▶ _EXTRAIT À LIRE_
Chapitre 2 – “Tiens-toi droit devant l’écran” : posture et surmoi parental digitalisé

Dans l’éducation, la posture ne se résume pas à la manière dont on s’assoit — mais à la position que l’adulte occupe symboliquement. Est-il garant d’un savoir ? Transmetteur d’un cadre ? Sujet traversé par le désir ? Ou simple gestionnaire d’un quotidien saturé de stimuli ?

Aujourd’hui, face aux écrans, la posture parentale se dérobe.
Les parents s’inquiètent. Ils se sentent dépassés. Ils imposent des limites floues.
Et trop souvent, ils oscillent entre deux figures : le flic impuissant et le copain branché.

Ce chapitre interroge ce que devient le geste éducatif dans un monde où la technologie a capturé l’attention — et parfois, la fonction du regard lui-même.

▶ _MATÉRIEL D'ÉTUDE_
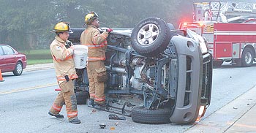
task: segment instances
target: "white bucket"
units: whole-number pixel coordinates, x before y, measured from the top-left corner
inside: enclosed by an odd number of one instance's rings
[[[83,69],[87,64],[88,47],[83,45],[74,45],[74,62],[76,69]]]

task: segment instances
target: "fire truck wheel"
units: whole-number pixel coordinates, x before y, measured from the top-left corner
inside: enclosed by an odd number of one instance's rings
[[[148,18],[140,21],[132,30],[132,46],[145,56],[156,56],[167,47],[171,39],[170,31],[160,18]]]
[[[253,62],[253,52],[249,48],[245,48],[242,53],[242,66],[251,66]]]
[[[140,123],[169,123],[170,109],[148,110],[143,107],[137,107],[132,110],[132,120]]]

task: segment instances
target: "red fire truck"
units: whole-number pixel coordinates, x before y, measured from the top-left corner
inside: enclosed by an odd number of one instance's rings
[[[210,2],[193,4],[193,22],[181,23],[203,36],[214,57],[214,65],[223,61],[250,66],[256,54],[256,4]]]

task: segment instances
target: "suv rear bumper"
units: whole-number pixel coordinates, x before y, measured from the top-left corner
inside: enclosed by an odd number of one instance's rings
[[[178,123],[193,123],[200,107],[210,103],[211,55],[202,56],[199,46],[189,38],[173,37],[172,42],[177,50],[178,77],[176,105],[170,120]]]

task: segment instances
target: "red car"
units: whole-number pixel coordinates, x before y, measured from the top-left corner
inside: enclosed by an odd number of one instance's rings
[[[8,45],[0,45],[0,69],[1,72],[12,72],[19,76],[26,66],[26,57]]]

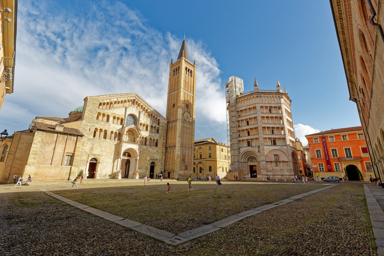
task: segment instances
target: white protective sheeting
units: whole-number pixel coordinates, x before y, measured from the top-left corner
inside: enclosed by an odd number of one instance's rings
[[[241,78],[232,76],[229,78],[228,82],[228,96],[230,102],[236,102],[236,97],[244,91],[244,83]]]

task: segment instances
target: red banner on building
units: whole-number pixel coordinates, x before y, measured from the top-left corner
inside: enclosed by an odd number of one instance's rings
[[[331,165],[331,161],[329,160],[329,156],[328,155],[328,149],[327,144],[325,143],[325,137],[321,137],[321,143],[323,143],[323,148],[324,150],[324,155],[325,156],[325,162],[327,165],[327,171],[332,172],[332,167]]]

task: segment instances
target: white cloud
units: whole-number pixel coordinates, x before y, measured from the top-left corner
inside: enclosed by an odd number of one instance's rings
[[[40,2],[23,3],[14,93],[5,97],[0,115],[5,127],[27,128],[36,116],[67,117],[86,96],[116,93],[136,92],[165,116],[170,57],[178,55],[182,39],[149,27],[121,3],[93,2],[78,17],[68,10],[50,12]],[[187,40],[197,66],[195,138],[225,142],[218,65],[201,42]]]
[[[301,144],[304,147],[306,146],[308,144],[308,140],[305,137],[306,135],[320,132],[316,128],[301,124],[295,124],[293,126],[295,127],[295,135],[296,137],[300,139]]]

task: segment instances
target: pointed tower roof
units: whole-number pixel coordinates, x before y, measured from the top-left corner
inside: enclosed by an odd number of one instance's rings
[[[180,48],[180,51],[179,52],[179,56],[177,56],[177,59],[179,60],[181,58],[181,56],[184,55],[184,57],[189,61],[189,56],[188,56],[188,50],[187,49],[187,42],[185,41],[185,37],[184,36],[184,41],[183,43],[181,44],[181,48]]]
[[[257,82],[256,82],[256,79],[255,79],[255,83],[253,84],[254,87],[257,87],[259,86],[259,85],[257,84]]]

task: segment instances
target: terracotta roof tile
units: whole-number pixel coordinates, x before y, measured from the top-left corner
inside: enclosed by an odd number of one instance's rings
[[[60,133],[66,133],[68,134],[84,136],[84,135],[78,129],[70,128],[70,127],[64,126],[63,130],[55,130],[55,128],[56,127],[56,124],[44,124],[44,123],[37,122],[35,124],[35,128],[36,130],[49,130],[51,132],[59,132]]]
[[[355,130],[362,130],[361,126],[354,126],[353,127],[348,127],[345,128],[340,128],[339,129],[333,129],[332,130],[328,130],[324,132],[320,132],[316,133],[313,133],[311,134],[308,134],[305,136],[312,136],[313,135],[320,135],[321,134],[326,134],[330,133],[337,133],[338,132],[352,132]]]

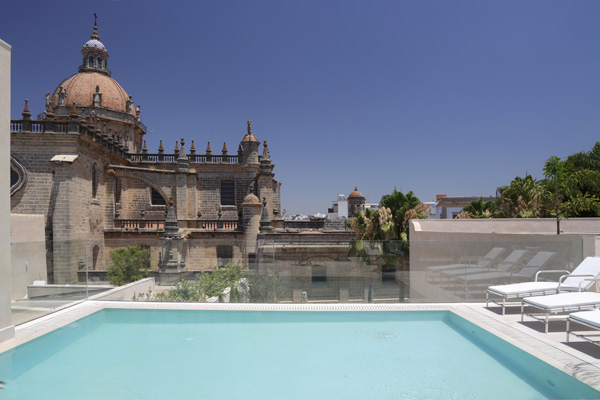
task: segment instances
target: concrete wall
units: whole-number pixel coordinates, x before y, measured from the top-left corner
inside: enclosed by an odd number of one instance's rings
[[[556,234],[555,219],[459,219],[410,221],[410,298],[412,302],[484,301],[485,289],[492,284],[518,281],[502,277],[490,281],[468,275],[477,260],[492,248],[503,253],[497,266],[514,250],[526,250],[523,259],[512,263],[510,272],[519,274],[526,263],[540,252],[553,253],[544,270],[573,270],[585,257],[600,254],[600,218],[572,218],[561,221]],[[469,261],[472,260],[472,261]],[[436,273],[437,266],[464,265],[452,273]],[[515,275],[516,276],[516,275]],[[523,276],[525,279],[526,277]],[[558,278],[550,276],[548,278]],[[533,279],[533,277],[531,277]]]
[[[10,264],[10,55],[0,39],[0,342],[14,337]]]
[[[33,281],[47,280],[45,218],[43,215],[10,215],[11,300],[27,296]]]

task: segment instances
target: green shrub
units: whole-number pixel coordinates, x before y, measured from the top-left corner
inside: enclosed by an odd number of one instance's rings
[[[150,249],[136,245],[110,252],[113,266],[107,271],[111,285],[122,286],[148,276]]]

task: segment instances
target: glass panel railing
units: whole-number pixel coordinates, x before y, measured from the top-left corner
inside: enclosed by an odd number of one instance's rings
[[[571,271],[592,255],[584,252],[586,246],[577,235],[413,241],[410,245],[327,240],[317,233],[295,236],[257,240],[252,247],[243,240],[216,246],[207,241],[194,247],[189,243],[200,241],[159,239],[133,253],[129,242],[118,239],[101,244],[91,240],[13,243],[12,322],[22,324],[88,298],[483,302],[488,286],[533,280],[539,270],[556,270],[542,277],[556,280],[562,274],[559,271]],[[113,269],[115,265],[120,269]]]
[[[232,259],[230,267],[211,268],[214,260],[202,257],[188,258],[181,271],[155,267],[150,276],[155,278],[156,286],[150,288],[149,295],[140,295],[138,291],[136,299],[483,302],[488,286],[531,281],[540,270],[556,270],[555,274],[542,276],[556,280],[563,274],[561,271],[573,270],[583,257],[582,239],[577,236],[549,236],[544,240],[524,236],[497,241],[418,241],[410,246],[393,241],[320,238],[259,240],[255,254]]]
[[[90,241],[11,244],[11,322],[20,325],[112,288],[88,279]]]

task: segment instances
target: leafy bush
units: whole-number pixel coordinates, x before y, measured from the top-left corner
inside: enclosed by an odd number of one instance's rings
[[[204,272],[195,281],[181,280],[167,292],[154,294],[151,289],[147,293],[140,293],[134,300],[137,301],[166,301],[166,302],[201,302],[208,297],[219,297],[222,301],[223,291],[231,288],[230,302],[241,300],[238,286],[241,285],[242,267],[229,263],[224,267],[216,267],[212,272]],[[245,286],[244,286],[245,289]]]
[[[271,303],[284,295],[281,281],[273,271],[268,271],[264,275],[249,275],[247,281],[247,292],[251,303]]]
[[[242,266],[230,262],[224,267],[216,267],[212,272],[200,275],[199,285],[206,297],[219,296],[219,300],[223,291],[229,286],[231,288],[229,299],[235,303],[239,299],[236,286],[241,277]]]
[[[171,303],[184,303],[184,302],[201,302],[206,300],[206,297],[202,293],[199,281],[192,283],[181,280],[175,284],[175,286],[167,292],[157,293],[156,295],[152,292],[152,289],[148,289],[147,293],[139,293],[137,297],[133,298],[134,301],[160,301],[160,302],[171,302]]]
[[[111,285],[122,286],[148,276],[150,249],[136,245],[110,252],[113,266],[107,271]]]

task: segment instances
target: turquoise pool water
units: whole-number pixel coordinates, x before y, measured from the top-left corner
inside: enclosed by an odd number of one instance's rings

▶ _EXERCICES_
(1) Expliquez en une à trois phrases ce que recouvre la posture dans l'éducation, selon l'extrait à lire.
(2) D'après l'extrait à lire, entre quelles deux figures les parents oscillent-ils trop souvent ?

▶ _CORRIGÉS_
(1) La posture ne se limite pas à la manière dont on s'assoit : elle désigne la position que l'adulte occupe symboliquement. L'extrait demande ainsi si l'adulte est garant d'un savoir, transmetteur d'un cadre, sujet traversé par le désir ou simple gestionnaire d'un quotidien saturé de stimuli.

(2) Entre le flic impuissant et le copain branché.